(Entries from an annotation dataset)
——

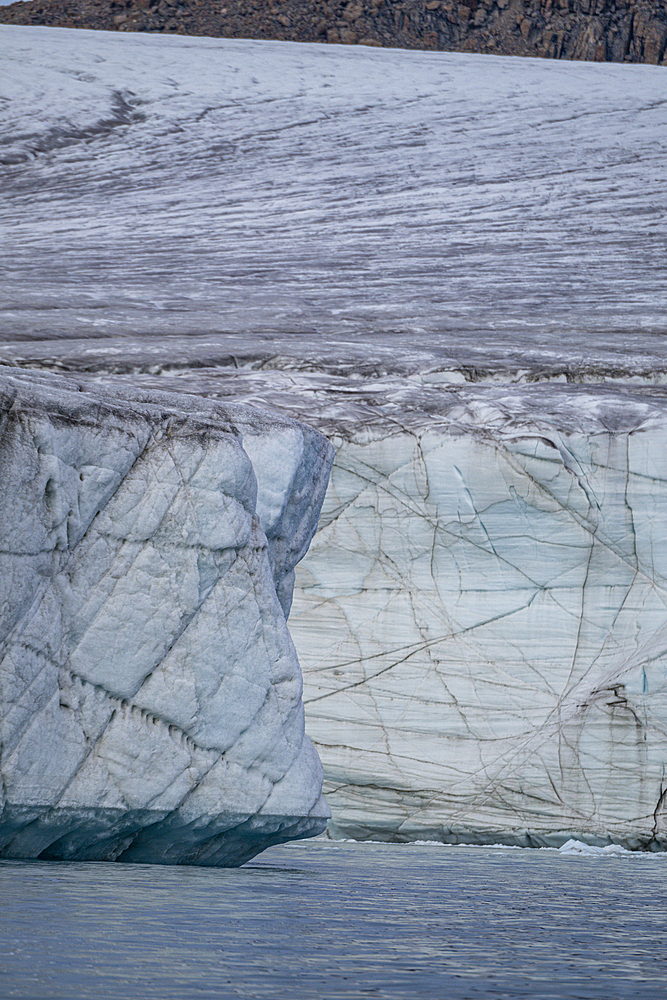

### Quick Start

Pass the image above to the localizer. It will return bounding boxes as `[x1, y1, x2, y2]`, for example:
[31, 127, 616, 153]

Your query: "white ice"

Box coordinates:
[0, 28, 667, 847]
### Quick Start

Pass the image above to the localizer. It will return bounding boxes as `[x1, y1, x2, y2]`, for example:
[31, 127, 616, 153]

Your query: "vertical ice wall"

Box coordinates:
[291, 388, 667, 849]
[0, 370, 330, 865]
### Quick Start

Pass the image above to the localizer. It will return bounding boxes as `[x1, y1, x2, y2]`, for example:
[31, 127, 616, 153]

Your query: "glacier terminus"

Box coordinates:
[0, 27, 667, 863]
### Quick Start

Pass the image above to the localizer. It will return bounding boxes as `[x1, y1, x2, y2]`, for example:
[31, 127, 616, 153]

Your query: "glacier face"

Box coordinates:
[0, 27, 667, 847]
[0, 369, 330, 865]
[291, 389, 667, 849]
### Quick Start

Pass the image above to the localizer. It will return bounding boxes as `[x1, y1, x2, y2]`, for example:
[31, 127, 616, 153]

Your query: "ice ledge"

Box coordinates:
[0, 369, 331, 865]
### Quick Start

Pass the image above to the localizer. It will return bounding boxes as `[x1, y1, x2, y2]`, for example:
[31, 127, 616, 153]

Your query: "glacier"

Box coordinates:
[0, 369, 331, 866]
[0, 26, 667, 850]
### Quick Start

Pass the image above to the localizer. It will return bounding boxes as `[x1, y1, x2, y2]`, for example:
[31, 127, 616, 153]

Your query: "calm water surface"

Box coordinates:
[0, 840, 667, 1000]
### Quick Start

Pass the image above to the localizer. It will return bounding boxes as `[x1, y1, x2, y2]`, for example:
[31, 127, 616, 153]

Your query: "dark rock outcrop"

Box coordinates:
[0, 0, 667, 65]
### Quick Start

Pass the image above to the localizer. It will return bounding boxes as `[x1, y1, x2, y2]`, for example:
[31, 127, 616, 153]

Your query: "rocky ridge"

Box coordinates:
[0, 0, 667, 65]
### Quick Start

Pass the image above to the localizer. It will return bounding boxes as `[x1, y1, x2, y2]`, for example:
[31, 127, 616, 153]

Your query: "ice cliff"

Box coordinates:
[0, 27, 667, 848]
[292, 386, 667, 849]
[0, 369, 330, 865]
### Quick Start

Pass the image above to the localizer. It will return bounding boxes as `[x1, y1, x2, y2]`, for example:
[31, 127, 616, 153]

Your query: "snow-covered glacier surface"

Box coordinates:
[0, 369, 330, 865]
[0, 27, 667, 848]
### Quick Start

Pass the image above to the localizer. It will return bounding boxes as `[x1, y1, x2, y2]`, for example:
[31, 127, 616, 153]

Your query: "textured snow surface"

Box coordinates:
[0, 27, 667, 848]
[0, 369, 330, 865]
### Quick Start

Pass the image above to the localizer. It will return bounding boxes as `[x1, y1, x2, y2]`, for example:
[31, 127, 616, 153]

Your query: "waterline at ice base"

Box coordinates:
[0, 28, 667, 851]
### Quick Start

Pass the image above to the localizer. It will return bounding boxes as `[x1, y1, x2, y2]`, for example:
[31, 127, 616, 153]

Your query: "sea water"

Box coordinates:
[0, 839, 667, 1000]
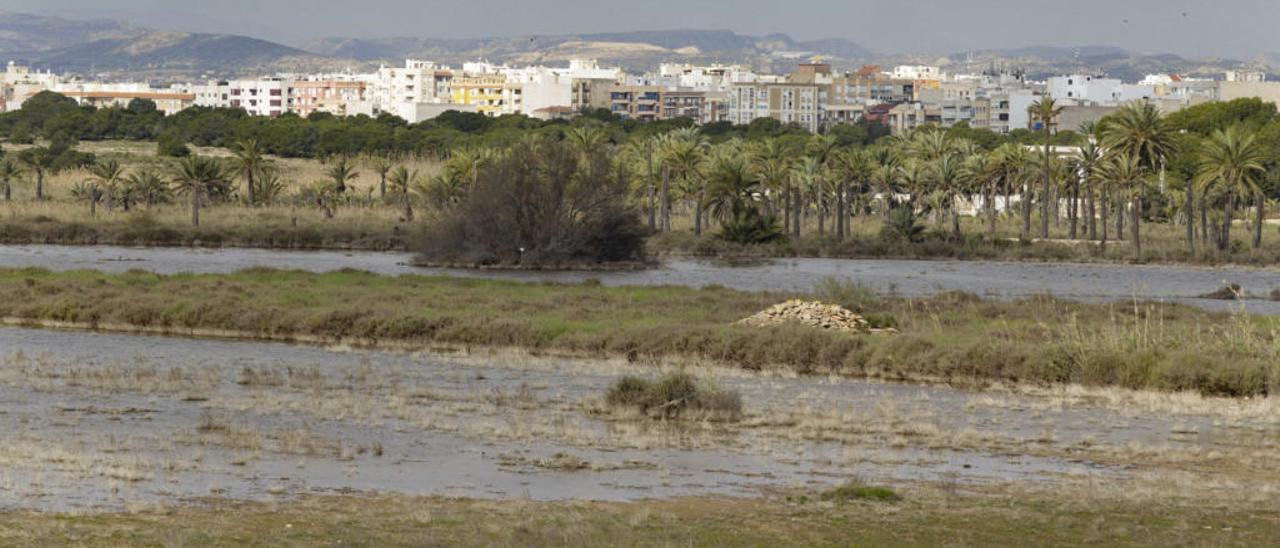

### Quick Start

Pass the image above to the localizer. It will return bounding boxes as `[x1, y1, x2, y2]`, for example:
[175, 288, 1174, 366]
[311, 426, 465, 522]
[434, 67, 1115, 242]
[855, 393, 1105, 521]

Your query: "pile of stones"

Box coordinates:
[739, 301, 873, 333]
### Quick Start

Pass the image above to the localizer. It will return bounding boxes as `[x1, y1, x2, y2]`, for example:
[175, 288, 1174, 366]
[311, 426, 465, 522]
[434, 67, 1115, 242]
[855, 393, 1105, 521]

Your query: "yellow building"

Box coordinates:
[449, 74, 507, 117]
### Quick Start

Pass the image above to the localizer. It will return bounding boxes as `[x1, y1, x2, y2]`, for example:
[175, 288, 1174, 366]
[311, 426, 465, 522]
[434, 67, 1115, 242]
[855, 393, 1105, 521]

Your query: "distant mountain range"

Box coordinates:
[0, 12, 332, 79]
[306, 31, 873, 69]
[0, 10, 1280, 81]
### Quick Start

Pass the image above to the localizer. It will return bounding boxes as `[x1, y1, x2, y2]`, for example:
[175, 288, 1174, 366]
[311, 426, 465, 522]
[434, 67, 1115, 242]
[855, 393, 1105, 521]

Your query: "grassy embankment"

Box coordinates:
[0, 269, 1280, 396]
[0, 489, 1280, 547]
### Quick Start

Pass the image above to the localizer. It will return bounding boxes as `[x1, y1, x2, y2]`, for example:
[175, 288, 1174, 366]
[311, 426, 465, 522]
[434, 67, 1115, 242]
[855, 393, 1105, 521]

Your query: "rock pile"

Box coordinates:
[739, 301, 872, 333]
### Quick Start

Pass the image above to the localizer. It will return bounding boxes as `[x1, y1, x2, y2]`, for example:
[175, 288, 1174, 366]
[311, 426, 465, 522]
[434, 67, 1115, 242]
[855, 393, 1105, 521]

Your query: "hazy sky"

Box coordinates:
[0, 0, 1280, 58]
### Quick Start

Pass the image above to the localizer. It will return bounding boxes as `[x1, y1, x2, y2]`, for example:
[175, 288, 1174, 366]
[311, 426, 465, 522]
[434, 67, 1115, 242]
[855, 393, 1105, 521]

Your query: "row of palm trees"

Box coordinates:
[601, 97, 1275, 255]
[0, 103, 1276, 254]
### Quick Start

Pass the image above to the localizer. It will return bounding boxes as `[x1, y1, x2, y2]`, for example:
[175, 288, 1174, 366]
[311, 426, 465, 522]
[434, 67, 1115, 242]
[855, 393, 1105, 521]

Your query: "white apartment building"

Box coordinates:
[1226, 70, 1267, 82]
[724, 82, 831, 132]
[890, 65, 942, 79]
[1048, 74, 1156, 106]
[0, 61, 63, 111]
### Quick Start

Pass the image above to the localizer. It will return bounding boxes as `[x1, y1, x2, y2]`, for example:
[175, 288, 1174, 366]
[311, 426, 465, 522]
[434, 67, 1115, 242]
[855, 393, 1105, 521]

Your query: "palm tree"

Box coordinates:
[627, 136, 660, 232]
[662, 128, 708, 236]
[232, 138, 270, 207]
[791, 156, 827, 238]
[389, 165, 419, 223]
[1027, 96, 1062, 238]
[0, 157, 22, 202]
[18, 146, 58, 201]
[88, 159, 129, 213]
[1098, 101, 1178, 247]
[124, 169, 170, 207]
[564, 125, 609, 156]
[1071, 140, 1102, 239]
[832, 150, 872, 241]
[1098, 152, 1149, 259]
[707, 146, 760, 223]
[365, 154, 396, 200]
[173, 155, 230, 227]
[325, 156, 360, 195]
[1196, 124, 1267, 250]
[1100, 101, 1178, 173]
[928, 152, 965, 242]
[751, 138, 792, 228]
[960, 151, 1001, 239]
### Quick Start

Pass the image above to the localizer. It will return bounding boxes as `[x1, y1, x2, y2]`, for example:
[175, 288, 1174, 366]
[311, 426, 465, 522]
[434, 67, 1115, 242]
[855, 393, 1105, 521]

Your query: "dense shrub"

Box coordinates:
[605, 373, 742, 421]
[421, 140, 646, 266]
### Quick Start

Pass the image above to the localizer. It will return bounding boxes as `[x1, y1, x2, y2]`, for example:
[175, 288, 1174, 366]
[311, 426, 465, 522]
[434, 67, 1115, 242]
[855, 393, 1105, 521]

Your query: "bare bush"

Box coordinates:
[421, 138, 645, 266]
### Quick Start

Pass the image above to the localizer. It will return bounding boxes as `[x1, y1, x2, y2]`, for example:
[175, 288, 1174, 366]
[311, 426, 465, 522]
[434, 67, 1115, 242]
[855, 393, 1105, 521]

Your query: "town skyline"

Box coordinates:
[0, 0, 1280, 59]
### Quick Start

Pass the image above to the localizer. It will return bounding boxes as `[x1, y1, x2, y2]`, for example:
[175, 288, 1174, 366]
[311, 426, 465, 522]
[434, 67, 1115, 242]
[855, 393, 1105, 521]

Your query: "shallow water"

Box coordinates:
[0, 246, 1280, 315]
[0, 328, 1276, 510]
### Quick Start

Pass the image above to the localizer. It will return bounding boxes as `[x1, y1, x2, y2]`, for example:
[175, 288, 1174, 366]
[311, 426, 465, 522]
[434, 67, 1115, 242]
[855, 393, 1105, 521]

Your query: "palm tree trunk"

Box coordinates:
[1217, 192, 1235, 251]
[244, 169, 254, 207]
[191, 188, 200, 227]
[1201, 193, 1213, 250]
[1116, 197, 1128, 242]
[1253, 192, 1267, 250]
[694, 192, 703, 237]
[1084, 179, 1098, 239]
[649, 154, 658, 232]
[660, 168, 671, 232]
[791, 188, 804, 239]
[1130, 196, 1142, 259]
[1183, 184, 1196, 255]
[782, 183, 791, 233]
[836, 182, 849, 242]
[951, 196, 960, 242]
[1021, 183, 1032, 241]
[986, 184, 1007, 239]
[1098, 188, 1111, 247]
[814, 193, 827, 236]
[1028, 143, 1053, 239]
[1066, 179, 1080, 239]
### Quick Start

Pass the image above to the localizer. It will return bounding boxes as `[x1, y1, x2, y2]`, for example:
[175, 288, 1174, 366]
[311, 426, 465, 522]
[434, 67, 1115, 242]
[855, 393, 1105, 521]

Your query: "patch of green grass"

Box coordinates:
[822, 483, 902, 502]
[604, 373, 742, 421]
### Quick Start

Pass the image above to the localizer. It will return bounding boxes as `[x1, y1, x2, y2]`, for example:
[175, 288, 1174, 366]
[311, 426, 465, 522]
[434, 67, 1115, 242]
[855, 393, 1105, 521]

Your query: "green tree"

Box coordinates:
[172, 155, 230, 227]
[232, 138, 270, 207]
[88, 159, 128, 213]
[0, 157, 23, 202]
[1098, 151, 1149, 259]
[1028, 96, 1062, 238]
[18, 146, 58, 201]
[123, 169, 173, 207]
[1196, 124, 1267, 250]
[365, 154, 396, 200]
[325, 156, 360, 196]
[388, 165, 419, 223]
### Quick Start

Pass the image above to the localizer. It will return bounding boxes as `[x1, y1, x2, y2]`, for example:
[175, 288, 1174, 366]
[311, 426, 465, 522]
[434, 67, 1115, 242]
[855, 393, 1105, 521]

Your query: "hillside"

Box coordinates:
[0, 10, 140, 58]
[33, 31, 316, 73]
[307, 31, 872, 70]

——

Problem >> Rewrite every line from the start of the items through the line containing "[0, 369, 331, 865]", both included, multiplying each bounding-box coordinate in the answers by 1.25 and rounding to whole numbers, with halves rounded up. Keep all other text and the sample coordinates unchanged, and omit the pictures.

Finished task >>
### Quick Start

Pass the image above to the localizer. It will return bounding boxes as `[x1, y1, x2, y2]`, for example:
[31, 127, 616, 153]

Your query: "white ice"

Box coordinates:
[0, 35, 834, 1059]
### Quick Start

Pass the image above to the localizer. It will return bounding boxes as `[x1, y1, x2, y2]`, for example:
[31, 127, 616, 153]

Your query: "vertical ice wall"

Box coordinates:
[364, 485, 834, 1061]
[0, 463, 413, 1081]
### Quick Start

Pass the image above to the localizer. It will return bounding boxes as `[x1, y1, x2, y2]`, for example:
[31, 127, 616, 153]

Your query: "glacier terminus"

Box coordinates:
[0, 34, 834, 1079]
### Quick Start

Pass the image above to the localizer. It will return bounding boxes as `[x1, y1, x2, y2]`, for example:
[31, 127, 616, 153]

Your query: "glacier face"

Box coordinates:
[0, 34, 834, 1059]
[0, 461, 413, 1081]
[364, 486, 834, 1061]
### Quick Start

Pass the image above to the localizer. It will return bounding boxes as `[x1, y1, x2, y2]`, for example:
[31, 127, 616, 153]

Your query: "ice ledge"

Box coordinates:
[0, 461, 414, 1081]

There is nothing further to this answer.